§ **What the task requires**
Copy the article below on inflation and Americans' unease word for word, from its first line to its last.

§ **Excerpted passage**
-- Opening Marker --
Skip to content
  1. Latest News

Bloomberg: Americans Have an Uneasy Feeling, and Inflation Is a Big Reason Why

From Bloomberg: In a 1997 paper for the National Bureau of Economic Research titled Why Do People Dislike Inflation?, Nobel laureate Robert Shiller and a team of graduate assistants interviewed hundreds of people in the US, Germany, and Brazil. While few of those ordinary Joes knew much about the economic term in question, they were all uniformly against it. Even when one researcher told a survey respondent that inflation might help raise his wages, he remained steadfastly opposed. “I suspect that an important difference between economists and laymen is that, to some extent, we speak different languages,” wrote Harvard’s N. Gregory Mankiw in his review of Shiller’s project. That’s the problem with inflation, which Shiller’s research found to be the most-used economic term in all published news stories in the Nexis database (even ahead of ecospeak staples such as unemployment, productivity, and poverty). Rather than some precisely defined economic truth—say, the decline of a currency’s purchasing power over time, often with nominal income gains failing to keep place with price changes—inflation is a much squishier concept for those of us who are more schooled in home economics than macro policy. We’re not sure about how exactly supply shocks affect monetary policy, yet we innately understand that anything that erodes our living standards in a way that’s completely out of our control is something to fear.

While an intense anxiety about robust price increases—something the US hasn’t seen in almost four decades—is a big part of kitchen table conversations across the country right now, it’s not just inflation that’s unsettling people. A jarring string of events is raising fears that the underpinnings of modern American life are crumbling. A pandemic that shows no sign of abating. Shortages of everything from new cars to baby formula. Mass shootings and unsafe schools. Plunging financial markets. The Jan. 6 insurrection, stoked by an ex-president who continues to lie about the fairness of American elections. A Supreme Court poised to reverse women’s reproductive rights. And a war in Ukraine that could escalate into a nuclear conflict. All this turmoil has left many Americans with a nagging unease that harks back to the “malaise” that gripped the country during the Jimmy Carter era—when inflation last raged.

“At this point, people have been primed with stimuli practically to the breaking point,” says George Loewenstein, a professor of economics and psychology at Carnegie Mellon University. “When people are in a state of fear, they become more afraid of everything. So people are right to be afraid about the economy, but their fears are amplified by all the other background risks they are, and have been, exposed to.”
-- Closing Marker --
§ **Material supplied**
-- Opening Marker --
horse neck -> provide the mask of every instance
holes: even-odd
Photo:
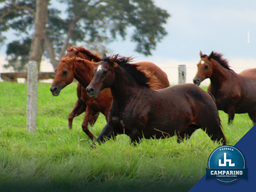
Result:
[[[89,85],[94,76],[93,73],[89,72],[85,64],[80,62],[75,62],[73,72],[74,78],[84,88]]]
[[[214,62],[213,66],[212,74],[210,79],[212,86],[219,88],[228,79],[231,74],[233,72],[217,63]]]
[[[98,57],[93,56],[89,56],[82,52],[79,52],[78,56],[82,59],[86,59],[90,61],[91,61],[92,60],[93,60],[94,62],[99,62],[101,60],[101,59]]]
[[[143,90],[120,67],[115,67],[114,70],[115,80],[110,88],[113,103],[122,110],[132,98],[141,95]]]

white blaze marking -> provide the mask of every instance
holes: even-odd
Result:
[[[98,71],[99,71],[99,70],[101,70],[101,66],[102,66],[102,65],[100,65],[100,66],[98,67],[98,69],[97,70],[97,72]]]

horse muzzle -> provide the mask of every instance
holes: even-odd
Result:
[[[50,88],[50,90],[51,91],[52,94],[54,96],[58,96],[61,90],[61,89],[58,88],[56,86],[51,87]]]
[[[195,78],[194,79],[194,84],[198,86],[200,85],[200,83],[202,81],[200,80],[198,78]]]
[[[86,88],[87,94],[89,97],[95,98],[98,97],[99,92],[91,86],[88,86]]]

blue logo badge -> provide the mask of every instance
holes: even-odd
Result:
[[[245,168],[243,154],[230,145],[214,149],[209,157],[206,169],[206,179],[214,178],[224,183],[232,183],[238,178],[247,179],[247,168]]]

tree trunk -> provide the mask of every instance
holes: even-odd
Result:
[[[44,53],[44,41],[46,35],[49,1],[50,0],[36,0],[35,28],[29,60],[37,62],[38,71],[40,70],[41,61]]]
-- Closing Marker --
§ **Exercise response**
Skip to content
  1. Latest News

Bloomberg: Americans Have an Uneasy Feeling, and Inflation Is a Big Reason Why

From Bloomberg: In a 1997 paper for the National Bureau of Economic Research titled Why Do People Dislike Inflation?, Nobel laureate Robert Shiller and a team of graduate assistants interviewed hundreds of people in the US, Germany, and Brazil. While few of those ordinary Joes knew much about the economic term in question, they were all uniformly against it. Even when one researcher told a survey respondent that inflation might help raise his wages, he remained steadfastly opposed. “I suspect that an important difference between economists and laymen is that, to some extent, we speak different languages,” wrote Harvard’s N. Gregory Mankiw in his review of Shiller’s project. That’s the problem with inflation, which Shiller’s research found to be the most-used economic term in all published news stories in the Nexis database (even ahead of ecospeak staples such as unemployment, productivity, and poverty). Rather than some precisely defined economic truth—say, the decline of a currency’s purchasing power over time, often with nominal income gains failing to keep place with price changes—inflation is a much squishier concept for those of us who are more schooled in home economics than macro policy. We’re not sure about how exactly supply shocks affect monetary policy, yet we innately understand that anything that erodes our living standards in a way that’s completely out of our control is something to fear.

While an intense anxiety about robust price increases—something the US hasn’t seen in almost four decades—is a big part of kitchen table conversations across the country right now, it’s not just inflation that’s unsettling people. A jarring string of events is raising fears that the underpinnings of modern American life are crumbling. A pandemic that shows no sign of abating. Shortages of everything from new cars to baby formula. Mass shootings and unsafe schools. Plunging financial markets. The Jan. 6 insurrection, stoked by an ex-president who continues to lie about the fairness of American elections. A Supreme Court poised to reverse women’s reproductive rights. And a war in Ukraine that could escalate into a nuclear conflict. All this turmoil has left many Americans with a nagging unease that harks back to the “malaise” that gripped the country during the Jimmy Carter era—when inflation last raged.

“At this point, people have been primed with stimuli practically to the breaking point,” says George Loewenstein, a professor of economics and psychology at Carnegie Mellon University. “When people are in a state of fear, they become more afraid of everything. So people are right to be afraid about the economy, but their fears are amplified by all the other background risks they are, and have been, exposed to.”